-- Direction --
Could you copy out the material word for word, from the line containing "1. Identify the stone lintel" through the line containing "[122,670,157,755]", with both of those lines included?

--- START OF Material shown ---

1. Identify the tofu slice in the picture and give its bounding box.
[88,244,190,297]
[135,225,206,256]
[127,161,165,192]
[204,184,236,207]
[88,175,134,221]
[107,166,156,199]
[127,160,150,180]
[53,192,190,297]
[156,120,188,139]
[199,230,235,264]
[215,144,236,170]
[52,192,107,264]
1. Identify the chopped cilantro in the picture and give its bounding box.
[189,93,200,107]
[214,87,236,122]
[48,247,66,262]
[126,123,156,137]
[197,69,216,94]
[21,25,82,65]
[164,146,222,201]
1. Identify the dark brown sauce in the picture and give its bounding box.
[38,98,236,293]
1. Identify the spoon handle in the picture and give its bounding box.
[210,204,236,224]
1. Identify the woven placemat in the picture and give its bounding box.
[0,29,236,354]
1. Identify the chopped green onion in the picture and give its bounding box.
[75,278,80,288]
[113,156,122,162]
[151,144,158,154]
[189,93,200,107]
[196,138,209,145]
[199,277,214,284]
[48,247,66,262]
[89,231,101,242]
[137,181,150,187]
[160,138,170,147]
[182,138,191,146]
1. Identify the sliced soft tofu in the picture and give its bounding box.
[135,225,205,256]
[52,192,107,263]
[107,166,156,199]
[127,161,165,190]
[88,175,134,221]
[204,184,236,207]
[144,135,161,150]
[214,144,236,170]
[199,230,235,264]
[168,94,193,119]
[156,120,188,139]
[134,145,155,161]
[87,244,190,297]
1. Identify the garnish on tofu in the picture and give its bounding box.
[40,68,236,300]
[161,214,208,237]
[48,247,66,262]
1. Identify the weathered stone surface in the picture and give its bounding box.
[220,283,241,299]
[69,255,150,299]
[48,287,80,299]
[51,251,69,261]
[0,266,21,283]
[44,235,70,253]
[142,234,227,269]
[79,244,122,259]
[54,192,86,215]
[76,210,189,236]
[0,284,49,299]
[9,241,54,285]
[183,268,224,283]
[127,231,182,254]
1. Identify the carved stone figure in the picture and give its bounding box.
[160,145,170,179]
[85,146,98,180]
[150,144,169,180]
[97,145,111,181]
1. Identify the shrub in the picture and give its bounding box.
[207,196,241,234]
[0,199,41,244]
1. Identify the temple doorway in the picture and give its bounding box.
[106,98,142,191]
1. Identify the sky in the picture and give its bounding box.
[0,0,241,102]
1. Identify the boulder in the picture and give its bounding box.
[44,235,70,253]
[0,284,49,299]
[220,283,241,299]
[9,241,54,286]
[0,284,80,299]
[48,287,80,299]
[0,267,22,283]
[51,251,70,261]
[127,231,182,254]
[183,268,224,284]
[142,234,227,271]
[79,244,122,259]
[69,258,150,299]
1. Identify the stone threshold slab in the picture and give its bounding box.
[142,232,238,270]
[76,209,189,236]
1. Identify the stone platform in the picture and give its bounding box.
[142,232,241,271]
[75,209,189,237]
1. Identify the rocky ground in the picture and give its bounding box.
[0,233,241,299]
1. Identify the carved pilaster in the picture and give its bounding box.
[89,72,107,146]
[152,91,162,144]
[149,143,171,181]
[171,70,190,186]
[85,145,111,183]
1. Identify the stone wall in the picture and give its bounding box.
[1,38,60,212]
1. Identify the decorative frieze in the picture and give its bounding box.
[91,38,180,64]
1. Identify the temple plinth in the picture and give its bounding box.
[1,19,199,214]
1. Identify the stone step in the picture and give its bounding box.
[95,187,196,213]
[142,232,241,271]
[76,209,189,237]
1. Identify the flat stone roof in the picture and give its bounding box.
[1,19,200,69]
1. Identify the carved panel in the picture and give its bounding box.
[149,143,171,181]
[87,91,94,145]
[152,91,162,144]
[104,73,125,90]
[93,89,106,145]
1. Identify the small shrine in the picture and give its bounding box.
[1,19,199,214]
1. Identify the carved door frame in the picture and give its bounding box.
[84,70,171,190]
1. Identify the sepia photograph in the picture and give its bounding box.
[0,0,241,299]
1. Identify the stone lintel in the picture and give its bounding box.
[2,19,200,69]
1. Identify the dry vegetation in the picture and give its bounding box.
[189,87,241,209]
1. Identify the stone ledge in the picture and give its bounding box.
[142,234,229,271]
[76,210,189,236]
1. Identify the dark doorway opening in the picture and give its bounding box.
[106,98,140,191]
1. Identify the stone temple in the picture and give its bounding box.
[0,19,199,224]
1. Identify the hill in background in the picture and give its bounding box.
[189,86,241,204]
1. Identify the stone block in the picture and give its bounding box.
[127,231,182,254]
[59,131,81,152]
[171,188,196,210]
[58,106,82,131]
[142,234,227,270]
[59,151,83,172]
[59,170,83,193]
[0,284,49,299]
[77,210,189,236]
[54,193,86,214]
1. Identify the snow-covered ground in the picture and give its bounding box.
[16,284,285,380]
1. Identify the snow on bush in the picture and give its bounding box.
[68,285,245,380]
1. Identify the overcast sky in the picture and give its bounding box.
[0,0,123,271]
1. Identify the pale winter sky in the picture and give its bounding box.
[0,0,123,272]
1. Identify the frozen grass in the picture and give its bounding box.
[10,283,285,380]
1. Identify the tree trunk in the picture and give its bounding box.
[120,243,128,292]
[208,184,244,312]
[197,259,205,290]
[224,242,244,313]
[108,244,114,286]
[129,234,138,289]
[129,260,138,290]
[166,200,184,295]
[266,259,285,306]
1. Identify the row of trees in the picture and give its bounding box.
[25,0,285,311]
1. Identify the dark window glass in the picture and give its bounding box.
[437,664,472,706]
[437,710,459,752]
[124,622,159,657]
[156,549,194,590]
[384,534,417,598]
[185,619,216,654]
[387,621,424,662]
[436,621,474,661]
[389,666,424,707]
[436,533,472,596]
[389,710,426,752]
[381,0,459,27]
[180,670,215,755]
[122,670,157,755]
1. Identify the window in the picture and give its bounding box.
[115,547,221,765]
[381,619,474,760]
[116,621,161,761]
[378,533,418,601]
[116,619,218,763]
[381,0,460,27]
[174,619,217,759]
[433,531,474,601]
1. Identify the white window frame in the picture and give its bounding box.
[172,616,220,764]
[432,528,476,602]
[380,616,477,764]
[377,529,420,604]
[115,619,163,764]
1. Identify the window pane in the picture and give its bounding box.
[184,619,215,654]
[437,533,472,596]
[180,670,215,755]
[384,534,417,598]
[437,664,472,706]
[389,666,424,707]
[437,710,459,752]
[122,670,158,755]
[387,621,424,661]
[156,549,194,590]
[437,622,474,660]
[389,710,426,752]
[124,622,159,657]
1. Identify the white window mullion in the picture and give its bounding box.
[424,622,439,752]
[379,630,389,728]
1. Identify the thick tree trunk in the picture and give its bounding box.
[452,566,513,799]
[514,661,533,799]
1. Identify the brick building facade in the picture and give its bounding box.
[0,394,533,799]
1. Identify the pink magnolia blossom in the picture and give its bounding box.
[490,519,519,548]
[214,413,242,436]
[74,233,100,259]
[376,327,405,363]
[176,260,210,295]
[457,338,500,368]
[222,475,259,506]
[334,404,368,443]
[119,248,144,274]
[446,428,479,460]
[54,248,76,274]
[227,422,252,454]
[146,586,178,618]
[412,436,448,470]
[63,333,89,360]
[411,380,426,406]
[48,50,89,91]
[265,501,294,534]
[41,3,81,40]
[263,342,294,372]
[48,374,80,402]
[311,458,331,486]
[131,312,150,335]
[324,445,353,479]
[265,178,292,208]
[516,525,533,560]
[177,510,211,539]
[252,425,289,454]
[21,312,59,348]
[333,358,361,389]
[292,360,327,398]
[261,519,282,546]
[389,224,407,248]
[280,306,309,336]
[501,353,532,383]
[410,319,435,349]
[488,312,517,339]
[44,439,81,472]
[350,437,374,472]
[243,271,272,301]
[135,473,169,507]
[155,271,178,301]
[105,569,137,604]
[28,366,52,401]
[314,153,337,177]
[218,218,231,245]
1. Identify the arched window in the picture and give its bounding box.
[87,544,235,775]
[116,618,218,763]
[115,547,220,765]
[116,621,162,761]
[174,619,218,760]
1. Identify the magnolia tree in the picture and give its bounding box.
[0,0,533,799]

--- END OF Material shown ---
--- START OF Material shown ---

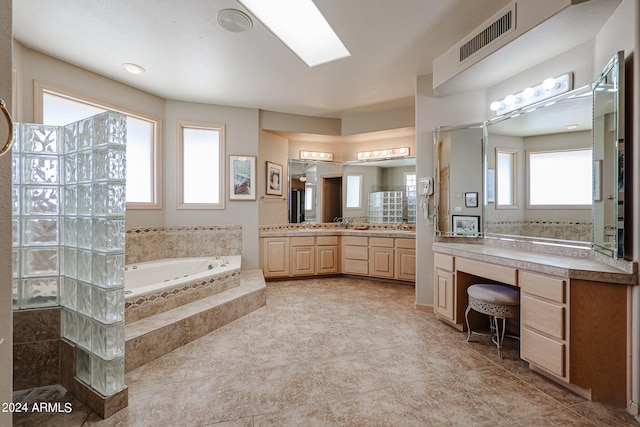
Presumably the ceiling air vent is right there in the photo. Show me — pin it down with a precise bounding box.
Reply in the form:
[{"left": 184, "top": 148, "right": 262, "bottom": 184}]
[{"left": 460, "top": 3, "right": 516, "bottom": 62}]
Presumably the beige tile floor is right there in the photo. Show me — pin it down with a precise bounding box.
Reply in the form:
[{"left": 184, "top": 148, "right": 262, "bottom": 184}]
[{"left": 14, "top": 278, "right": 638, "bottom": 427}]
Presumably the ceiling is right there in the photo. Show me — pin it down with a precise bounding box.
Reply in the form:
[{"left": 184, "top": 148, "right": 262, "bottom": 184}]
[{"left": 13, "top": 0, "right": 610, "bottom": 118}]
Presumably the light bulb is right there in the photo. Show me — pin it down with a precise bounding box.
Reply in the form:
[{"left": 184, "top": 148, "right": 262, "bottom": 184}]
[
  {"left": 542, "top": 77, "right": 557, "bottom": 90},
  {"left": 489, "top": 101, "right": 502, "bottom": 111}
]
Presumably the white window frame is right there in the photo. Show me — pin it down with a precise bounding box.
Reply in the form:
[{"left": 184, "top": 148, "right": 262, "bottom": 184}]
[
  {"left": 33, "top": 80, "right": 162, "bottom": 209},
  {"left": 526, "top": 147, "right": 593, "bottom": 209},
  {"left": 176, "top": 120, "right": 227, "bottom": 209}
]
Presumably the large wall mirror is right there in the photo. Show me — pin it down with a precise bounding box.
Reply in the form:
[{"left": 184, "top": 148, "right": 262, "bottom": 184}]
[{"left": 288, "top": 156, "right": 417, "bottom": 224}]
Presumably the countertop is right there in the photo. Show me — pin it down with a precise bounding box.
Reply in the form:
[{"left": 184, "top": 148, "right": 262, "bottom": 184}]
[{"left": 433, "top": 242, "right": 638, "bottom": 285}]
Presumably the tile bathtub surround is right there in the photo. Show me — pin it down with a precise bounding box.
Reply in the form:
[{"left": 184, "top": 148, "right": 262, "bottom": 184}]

--- END OF Material shown ---
--- START OF Material shown ---

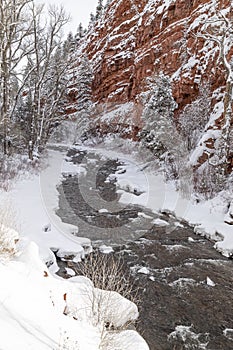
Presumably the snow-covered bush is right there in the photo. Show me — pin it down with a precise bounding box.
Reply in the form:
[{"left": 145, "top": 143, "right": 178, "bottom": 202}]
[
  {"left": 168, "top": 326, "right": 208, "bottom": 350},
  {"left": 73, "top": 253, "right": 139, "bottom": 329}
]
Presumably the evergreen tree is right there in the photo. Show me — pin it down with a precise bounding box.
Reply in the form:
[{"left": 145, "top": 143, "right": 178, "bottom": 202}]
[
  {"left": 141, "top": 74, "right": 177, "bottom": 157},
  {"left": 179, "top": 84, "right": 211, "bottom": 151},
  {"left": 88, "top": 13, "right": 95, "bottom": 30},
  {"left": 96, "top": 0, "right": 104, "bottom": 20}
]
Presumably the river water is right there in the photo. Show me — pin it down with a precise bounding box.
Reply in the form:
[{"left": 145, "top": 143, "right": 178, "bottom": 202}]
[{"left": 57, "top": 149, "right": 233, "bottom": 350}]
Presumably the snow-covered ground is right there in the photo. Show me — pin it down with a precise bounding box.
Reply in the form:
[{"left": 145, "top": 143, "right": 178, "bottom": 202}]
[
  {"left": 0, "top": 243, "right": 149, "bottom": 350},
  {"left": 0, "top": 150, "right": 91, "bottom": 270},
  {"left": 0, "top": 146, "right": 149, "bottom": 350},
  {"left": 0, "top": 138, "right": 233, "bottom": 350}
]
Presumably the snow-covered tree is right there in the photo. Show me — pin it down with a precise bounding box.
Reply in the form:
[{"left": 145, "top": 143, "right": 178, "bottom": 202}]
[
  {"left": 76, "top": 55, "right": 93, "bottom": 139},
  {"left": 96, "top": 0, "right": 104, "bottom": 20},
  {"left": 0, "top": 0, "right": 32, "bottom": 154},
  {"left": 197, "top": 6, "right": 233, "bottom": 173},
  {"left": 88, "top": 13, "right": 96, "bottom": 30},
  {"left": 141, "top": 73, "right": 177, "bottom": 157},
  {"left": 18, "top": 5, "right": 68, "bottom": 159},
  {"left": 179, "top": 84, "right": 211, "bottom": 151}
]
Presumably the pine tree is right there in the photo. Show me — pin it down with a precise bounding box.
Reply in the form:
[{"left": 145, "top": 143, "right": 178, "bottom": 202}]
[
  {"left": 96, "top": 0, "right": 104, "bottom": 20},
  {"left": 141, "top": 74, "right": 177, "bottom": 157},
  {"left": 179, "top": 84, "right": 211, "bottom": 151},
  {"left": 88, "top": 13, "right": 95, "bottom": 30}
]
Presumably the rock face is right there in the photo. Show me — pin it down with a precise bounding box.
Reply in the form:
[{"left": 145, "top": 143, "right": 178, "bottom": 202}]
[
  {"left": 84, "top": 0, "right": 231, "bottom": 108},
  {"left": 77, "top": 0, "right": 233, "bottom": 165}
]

--- END OF Material shown ---

-- Problem solution --
1. Identify the stone lintel in the picture and give its bounding box.
[2,19,200,69]
1. Identify the dry vegetation in the picture and give its bounding box.
[189,87,241,209]
1. Identify the stone ledge in the picture and give its bounding box.
[142,234,229,271]
[76,210,189,236]
1. Identify the dark doorway opening in the picture and give its bounding box.
[106,98,140,191]
1. Identify the stone temple in the picture and give its bounding box.
[0,19,199,224]
1. Identify the hill in background in the picture and give its bounding box.
[189,86,241,204]
1. Identify the stone block in the picture and give its bounding box.
[127,231,182,254]
[59,131,81,152]
[171,188,196,210]
[58,106,82,131]
[142,234,227,270]
[59,151,83,172]
[59,170,83,193]
[0,284,49,299]
[77,210,189,236]
[54,193,86,214]
1. Identify the snow-covered ground in the picture and give its bounding box.
[16,284,285,380]
1. Identify the snow on bush in the picture and give its bounding box.
[68,285,245,380]
1. Identify the overcast sky in the picture and give its bounding box.
[0,0,123,271]
1. Identify the pale winter sky in the picture and give its bounding box.
[0,0,123,272]
1. Identify the frozen grass in the picture and give its bounding box.
[10,283,285,380]
1. Identify the tree trunk in the picture and give its bounding box.
[120,243,128,292]
[208,184,244,312]
[197,259,205,290]
[224,242,244,313]
[108,244,114,286]
[129,234,138,289]
[129,260,138,290]
[166,200,184,295]
[266,259,285,306]
1. Identify the row of trees in the picture and give its bounding box.
[25,0,285,311]
1. Identify the dark window glass in the picture and give its bounding box.
[437,664,472,706]
[437,710,459,752]
[124,622,159,657]
[156,549,194,590]
[384,534,417,598]
[185,619,216,654]
[387,621,424,662]
[436,621,474,661]
[389,666,424,707]
[436,533,472,596]
[389,710,426,752]
[381,0,459,27]
[180,670,215,755]
[122,670,157,755]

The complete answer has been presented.